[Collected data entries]
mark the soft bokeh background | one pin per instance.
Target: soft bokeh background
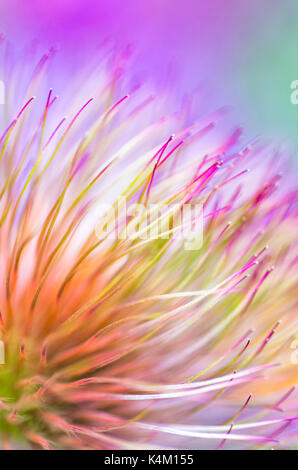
(239, 52)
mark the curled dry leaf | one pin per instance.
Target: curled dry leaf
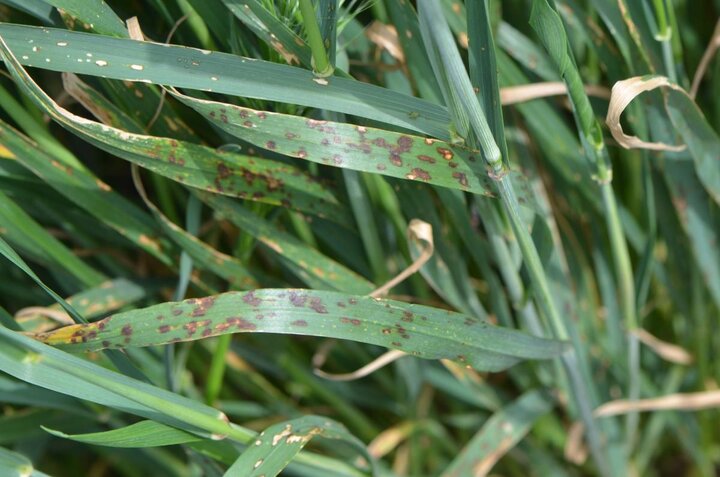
(32, 312)
(420, 232)
(623, 92)
(671, 402)
(667, 351)
(705, 60)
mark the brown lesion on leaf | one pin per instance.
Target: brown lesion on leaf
(191, 328)
(317, 305)
(297, 299)
(202, 305)
(461, 178)
(351, 321)
(447, 154)
(419, 174)
(251, 299)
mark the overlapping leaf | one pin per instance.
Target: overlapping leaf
(419, 330)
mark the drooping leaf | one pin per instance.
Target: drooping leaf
(220, 72)
(419, 330)
(191, 164)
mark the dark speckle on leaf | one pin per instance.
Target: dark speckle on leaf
(251, 299)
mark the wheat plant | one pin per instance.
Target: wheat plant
(359, 238)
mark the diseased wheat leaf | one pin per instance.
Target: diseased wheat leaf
(277, 445)
(219, 72)
(419, 330)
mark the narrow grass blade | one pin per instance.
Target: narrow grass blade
(108, 296)
(702, 141)
(277, 445)
(23, 231)
(140, 434)
(272, 31)
(87, 191)
(309, 264)
(498, 435)
(204, 256)
(53, 369)
(13, 464)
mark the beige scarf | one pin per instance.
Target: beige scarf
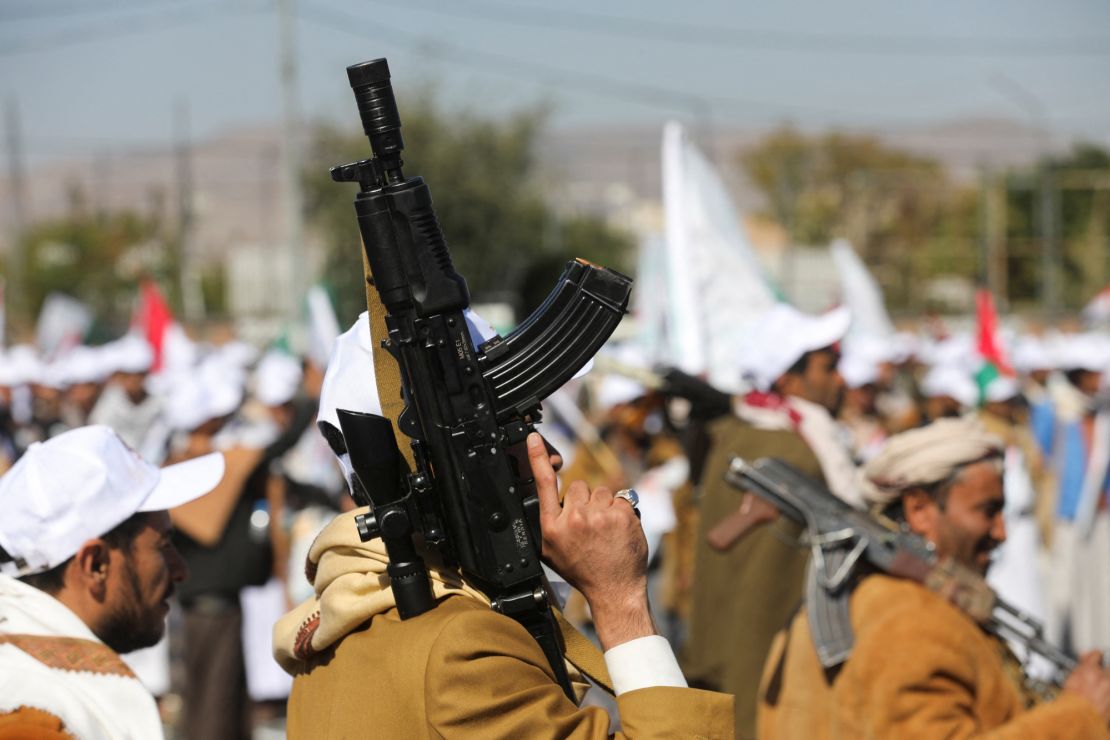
(352, 586)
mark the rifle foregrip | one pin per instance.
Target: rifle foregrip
(557, 340)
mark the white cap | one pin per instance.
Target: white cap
(1031, 354)
(858, 368)
(1089, 351)
(131, 354)
(79, 486)
(952, 382)
(212, 389)
(276, 378)
(614, 389)
(21, 365)
(83, 364)
(783, 335)
(238, 353)
(956, 351)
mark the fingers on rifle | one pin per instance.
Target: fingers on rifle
(546, 483)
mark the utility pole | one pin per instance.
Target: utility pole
(295, 256)
(192, 298)
(1047, 208)
(17, 199)
(994, 272)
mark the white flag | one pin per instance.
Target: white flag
(62, 324)
(861, 294)
(715, 285)
(323, 325)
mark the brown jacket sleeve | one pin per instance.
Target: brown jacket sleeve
(520, 698)
(932, 678)
(30, 723)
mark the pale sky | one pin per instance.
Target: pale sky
(93, 75)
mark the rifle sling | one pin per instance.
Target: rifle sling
(578, 650)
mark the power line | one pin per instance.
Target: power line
(699, 105)
(117, 28)
(759, 39)
(63, 10)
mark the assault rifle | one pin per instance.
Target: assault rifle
(847, 543)
(467, 411)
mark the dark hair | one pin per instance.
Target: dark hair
(939, 490)
(119, 537)
(1076, 375)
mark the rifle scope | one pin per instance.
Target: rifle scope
(377, 108)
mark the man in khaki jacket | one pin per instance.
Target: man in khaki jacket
(921, 668)
(748, 564)
(461, 669)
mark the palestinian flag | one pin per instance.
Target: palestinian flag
(152, 318)
(989, 343)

## Your instructions:
Reproduce all the entries that precede this task, word for word, minus any pictures.

## Expected answer:
mark the soft bokeh background | one pin per instance.
Target: soft bokeh background
(239, 52)
mark the curled dry leaf | one pin per instance.
Target: curled dry leaf
(32, 312)
(420, 232)
(623, 92)
(671, 402)
(667, 351)
(705, 60)
mark the brown lesion on leaf | one pin per instance.
Target: brown lesion on leaf
(191, 328)
(317, 305)
(297, 299)
(202, 305)
(461, 178)
(351, 321)
(447, 154)
(419, 174)
(251, 299)
mark the overlapping leaf | one pin per instance.
Target: overlapping leaf
(419, 330)
mark the drooping leaf | one pin per instance.
Target: drooping leaf
(220, 72)
(419, 330)
(191, 164)
mark the dark speckle on leaf | one pin per instance.
Target: dark speckle on leaf
(251, 299)
mark the wheat plant | one pin per instance.
Target: wheat plant
(359, 238)
mark the diseased wheat leaf | one pin per instance.
Target: diseased wheat leaf
(277, 445)
(219, 72)
(419, 330)
mark the narrow grass blade | one pin per instance.
Target: narrow grass blade
(108, 296)
(702, 141)
(277, 445)
(23, 231)
(140, 434)
(272, 31)
(87, 191)
(309, 264)
(498, 435)
(204, 256)
(53, 369)
(13, 464)
mark the beige scarf | one pin per instance.
Target: beige scarf
(352, 586)
mark the rifle foregrip | one pin per instance.
Target: rifle foregrip
(557, 340)
mark the white cap | one pin per instance.
Target: white cap
(1031, 354)
(858, 368)
(1089, 351)
(131, 354)
(79, 486)
(952, 382)
(212, 389)
(276, 378)
(614, 389)
(21, 365)
(83, 364)
(783, 335)
(238, 353)
(956, 351)
mark the fingers on rifle | one pin per instance.
Target: fingers on rifle
(546, 483)
mark the utility pole | one pin per instance.
Target: utility pole
(295, 256)
(192, 298)
(1047, 208)
(17, 199)
(994, 272)
mark the white flag | one pin per instance.
Target: white flag
(62, 324)
(861, 294)
(715, 285)
(323, 325)
mark the brown jacket sleeve | one pin per instance.
Target: brown jacket sleeve
(520, 698)
(932, 678)
(30, 723)
mark the pale sky | one pin per instance.
Target: pale sky
(93, 75)
mark the rifle sling | one pin per instance.
Target: rifle sling
(578, 650)
mark the power line | one pin per instance.
Target: power line
(699, 105)
(117, 28)
(759, 39)
(63, 10)
mark the assault rifle | one pin per instance.
Target: assault rifle
(847, 543)
(467, 411)
mark the dark hair | one pin per instance.
Target: dark hair
(939, 490)
(119, 537)
(1076, 375)
mark the rifle scope | one pin per instance.
Target: rifle scope
(377, 108)
mark the man in khaki jacket | one pin per instance.
Target: man in khaki jacket
(921, 668)
(748, 564)
(461, 669)
mark the palestinian flag | one pin per instance.
Target: palestinian flag
(152, 318)
(989, 343)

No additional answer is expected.